**EXERCISE DATA**
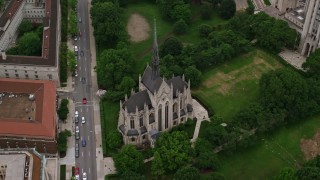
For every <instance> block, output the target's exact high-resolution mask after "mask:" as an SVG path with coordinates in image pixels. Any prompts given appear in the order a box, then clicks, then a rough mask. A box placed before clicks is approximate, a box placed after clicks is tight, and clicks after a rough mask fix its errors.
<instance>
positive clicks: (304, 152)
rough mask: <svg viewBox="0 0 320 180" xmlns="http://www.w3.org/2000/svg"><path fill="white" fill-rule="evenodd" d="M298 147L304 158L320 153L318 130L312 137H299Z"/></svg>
mask: <svg viewBox="0 0 320 180" xmlns="http://www.w3.org/2000/svg"><path fill="white" fill-rule="evenodd" d="M300 148H301V151H302V153H303V155H304V158H305V159H306V160H310V159H313V158H314V157H316V156H317V155H320V130H318V132H317V133H316V135H315V136H314V137H313V138H312V139H301V141H300Z"/></svg>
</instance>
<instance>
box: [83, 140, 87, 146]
mask: <svg viewBox="0 0 320 180" xmlns="http://www.w3.org/2000/svg"><path fill="white" fill-rule="evenodd" d="M86 145H87V142H86V140H85V139H82V147H86Z"/></svg>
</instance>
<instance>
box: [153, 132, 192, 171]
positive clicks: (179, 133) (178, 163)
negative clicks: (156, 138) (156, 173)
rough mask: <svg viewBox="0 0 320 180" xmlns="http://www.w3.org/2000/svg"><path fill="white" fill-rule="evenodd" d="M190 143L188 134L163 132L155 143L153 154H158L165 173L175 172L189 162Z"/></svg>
mask: <svg viewBox="0 0 320 180" xmlns="http://www.w3.org/2000/svg"><path fill="white" fill-rule="evenodd" d="M191 151H192V149H191V143H190V140H189V138H188V134H187V133H186V132H183V131H174V132H172V133H171V134H169V133H167V132H164V133H162V134H161V136H160V137H159V138H158V139H157V141H156V146H155V152H158V153H159V155H160V157H161V160H162V163H163V164H165V165H166V166H165V167H164V168H165V170H166V171H175V170H177V169H179V168H180V167H182V166H184V165H186V164H187V163H188V162H189V161H190V157H189V154H190V153H191Z"/></svg>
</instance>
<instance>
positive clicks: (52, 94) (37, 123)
mask: <svg viewBox="0 0 320 180" xmlns="http://www.w3.org/2000/svg"><path fill="white" fill-rule="evenodd" d="M37 90H38V91H37ZM36 91H37V92H36ZM0 92H12V93H17V94H18V93H27V94H33V93H35V92H36V94H35V102H36V107H37V109H36V115H35V120H34V121H32V122H26V121H21V120H19V119H0V136H19V137H25V136H28V137H35V138H50V139H52V138H53V139H55V137H56V86H55V83H54V82H53V81H42V80H21V79H7V78H0Z"/></svg>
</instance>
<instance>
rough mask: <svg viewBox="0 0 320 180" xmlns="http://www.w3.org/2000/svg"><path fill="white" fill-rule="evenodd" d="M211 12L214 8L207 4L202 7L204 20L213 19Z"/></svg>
mask: <svg viewBox="0 0 320 180" xmlns="http://www.w3.org/2000/svg"><path fill="white" fill-rule="evenodd" d="M211 11H212V8H211V7H210V6H209V5H207V4H203V5H201V11H200V13H201V18H202V19H204V20H209V19H211Z"/></svg>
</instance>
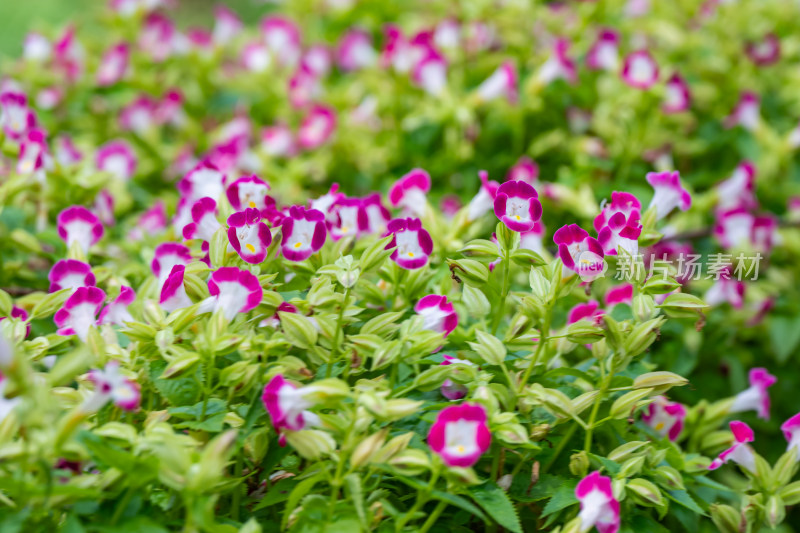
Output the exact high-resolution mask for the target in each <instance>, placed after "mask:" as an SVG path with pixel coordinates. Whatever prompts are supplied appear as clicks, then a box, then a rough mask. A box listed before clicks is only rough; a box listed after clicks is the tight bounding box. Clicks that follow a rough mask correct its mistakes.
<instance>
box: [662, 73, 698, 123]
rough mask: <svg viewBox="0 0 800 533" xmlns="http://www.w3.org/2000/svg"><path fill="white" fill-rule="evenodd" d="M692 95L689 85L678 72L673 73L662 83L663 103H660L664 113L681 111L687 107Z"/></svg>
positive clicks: (682, 110)
mask: <svg viewBox="0 0 800 533" xmlns="http://www.w3.org/2000/svg"><path fill="white" fill-rule="evenodd" d="M691 103H692V95H691V93H690V92H689V85H688V84H687V83H686V81H685V80H684V79H683V78H682V77H681V76H680V75H678V74H673V75H672V77H670V79H668V80H667V83H666V84H665V85H664V103H663V104H662V105H661V109H662V111H664V113H668V114H669V113H681V112H683V111H687V110H688V109H689V105H690V104H691Z"/></svg>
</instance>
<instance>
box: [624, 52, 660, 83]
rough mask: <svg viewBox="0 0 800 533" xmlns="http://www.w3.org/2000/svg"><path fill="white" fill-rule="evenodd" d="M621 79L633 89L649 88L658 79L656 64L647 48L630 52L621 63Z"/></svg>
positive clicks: (657, 72)
mask: <svg viewBox="0 0 800 533" xmlns="http://www.w3.org/2000/svg"><path fill="white" fill-rule="evenodd" d="M622 79H623V81H625V83H627V84H628V85H630V86H631V87H634V88H635V89H643V90H644V89H649V88H650V87H652V86H653V84H655V83H656V82H657V81H658V65H657V64H656V62H655V60H654V59H653V56H651V55H650V52H648V51H647V50H637V51H636V52H631V53H630V54H628V56H627V57H626V58H625V63H624V64H623V65H622Z"/></svg>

**WHAT IS EXPECTED**
Update every item above so that "positive clicks" reads "foreground clicks" wherever it appears, and keep all other text the same. Write out the full revised items, but leave out the pictures.

**REPLY**
For every <instance> block, output the target's exact high-resolution mask after "mask:" as an SVG path with coordinates in image pixels. Any prompts given appear in the order a box, then clicks, then a rough mask. A box placed before clicks is approximate, a box placed after clicks is tight, and clicks after a rough mask fix its errors.
<instance>
foreground clicks: (304, 152)
rough mask: <svg viewBox="0 0 320 180" xmlns="http://www.w3.org/2000/svg"><path fill="white" fill-rule="evenodd" d="M298 147L304 158L320 153L318 130L312 137H299Z"/></svg>
mask: <svg viewBox="0 0 320 180" xmlns="http://www.w3.org/2000/svg"><path fill="white" fill-rule="evenodd" d="M300 148H301V151H302V153H303V155H304V158H305V159H306V160H310V159H313V158H314V157H316V156H317V155H320V130H318V132H317V133H316V135H315V136H314V137H313V138H312V139H301V141H300Z"/></svg>
</instance>
<instance>
box: [83, 140, 87, 146]
mask: <svg viewBox="0 0 320 180" xmlns="http://www.w3.org/2000/svg"><path fill="white" fill-rule="evenodd" d="M86 145H87V142H86V140H85V139H82V147H86Z"/></svg>
</instance>
<instance>
box: [153, 132, 192, 171]
foreground clicks: (179, 133) (178, 163)
negative clicks: (156, 138) (156, 173)
rough mask: <svg viewBox="0 0 320 180" xmlns="http://www.w3.org/2000/svg"><path fill="white" fill-rule="evenodd" d="M190 143L188 134L163 132L155 143L153 154H158L165 173L175 172L189 162Z"/></svg>
mask: <svg viewBox="0 0 320 180" xmlns="http://www.w3.org/2000/svg"><path fill="white" fill-rule="evenodd" d="M191 151H192V149H191V143H190V140H189V138H188V134H187V133H186V132H183V131H174V132H172V133H171V134H169V133H167V132H164V133H162V134H161V136H160V137H159V138H158V139H157V141H156V146H155V152H158V153H159V155H160V157H161V160H162V163H163V164H165V165H166V166H165V167H164V168H165V170H166V171H175V170H177V169H179V168H180V167H182V166H184V165H186V164H187V163H188V162H189V161H190V157H189V154H190V153H191Z"/></svg>
</instance>
<instance>
foreground clicks: (52, 94) (37, 123)
mask: <svg viewBox="0 0 320 180" xmlns="http://www.w3.org/2000/svg"><path fill="white" fill-rule="evenodd" d="M37 90H38V91H37ZM36 91H37V92H36ZM0 92H12V93H17V94H18V93H27V94H33V93H35V92H36V94H35V102H36V107H37V109H36V115H35V120H34V121H32V122H26V121H21V120H19V119H0V136H19V137H25V136H28V137H35V138H50V139H52V138H53V139H55V137H56V86H55V83H54V82H53V81H42V80H21V79H7V78H0Z"/></svg>
</instance>
<instance>
rough mask: <svg viewBox="0 0 320 180" xmlns="http://www.w3.org/2000/svg"><path fill="white" fill-rule="evenodd" d="M211 12L214 8L207 4L202 7L204 20L213 19Z"/></svg>
mask: <svg viewBox="0 0 320 180" xmlns="http://www.w3.org/2000/svg"><path fill="white" fill-rule="evenodd" d="M211 11H212V8H211V7H210V6H209V5H207V4H203V5H201V11H200V13H201V18H202V19H204V20H209V19H211Z"/></svg>
</instance>
Output the exact high-resolution mask for the target in each <instance>, placed after "mask:" as an SVG path with pixel coordinates. Whatever prompts are supplied appear as clicks, then a box, then a rough mask. A box listed before clicks is only rough; a box listed after clicks is the tight bounding box. Clicks that follow a rough mask correct its mistakes.
<instance>
box: [662, 73, 698, 123]
rough mask: <svg viewBox="0 0 800 533" xmlns="http://www.w3.org/2000/svg"><path fill="white" fill-rule="evenodd" d="M692 95L689 85L678 72L673 73L662 83L663 103H660L664 113L681 111L687 107Z"/></svg>
foreground clicks: (682, 110)
mask: <svg viewBox="0 0 800 533" xmlns="http://www.w3.org/2000/svg"><path fill="white" fill-rule="evenodd" d="M691 103H692V95H691V93H690V92H689V85H688V84H687V83H686V81H685V80H684V79H683V78H682V77H681V76H680V75H678V74H673V75H672V77H670V79H668V80H667V83H666V84H665V85H664V103H663V104H662V105H661V109H662V111H664V113H668V114H669V113H681V112H683V111H687V110H688V109H689V105H690V104H691Z"/></svg>
</instance>
<instance>
box: [624, 52, 660, 83]
rough mask: <svg viewBox="0 0 800 533" xmlns="http://www.w3.org/2000/svg"><path fill="white" fill-rule="evenodd" d="M621 79L633 89L649 88L658 79L656 64L647 48L630 52L621 63Z"/></svg>
foreground clicks: (657, 72)
mask: <svg viewBox="0 0 800 533" xmlns="http://www.w3.org/2000/svg"><path fill="white" fill-rule="evenodd" d="M622 79H623V81H625V83H627V84H628V85H630V86H631V87H634V88H635V89H643V90H644V89H649V88H650V87H652V86H653V84H655V83H656V82H657V81H658V65H657V64H656V62H655V60H654V59H653V56H651V55H650V52H648V51H647V50H637V51H636V52H631V53H630V54H628V56H627V57H626V58H625V63H624V64H623V65H622Z"/></svg>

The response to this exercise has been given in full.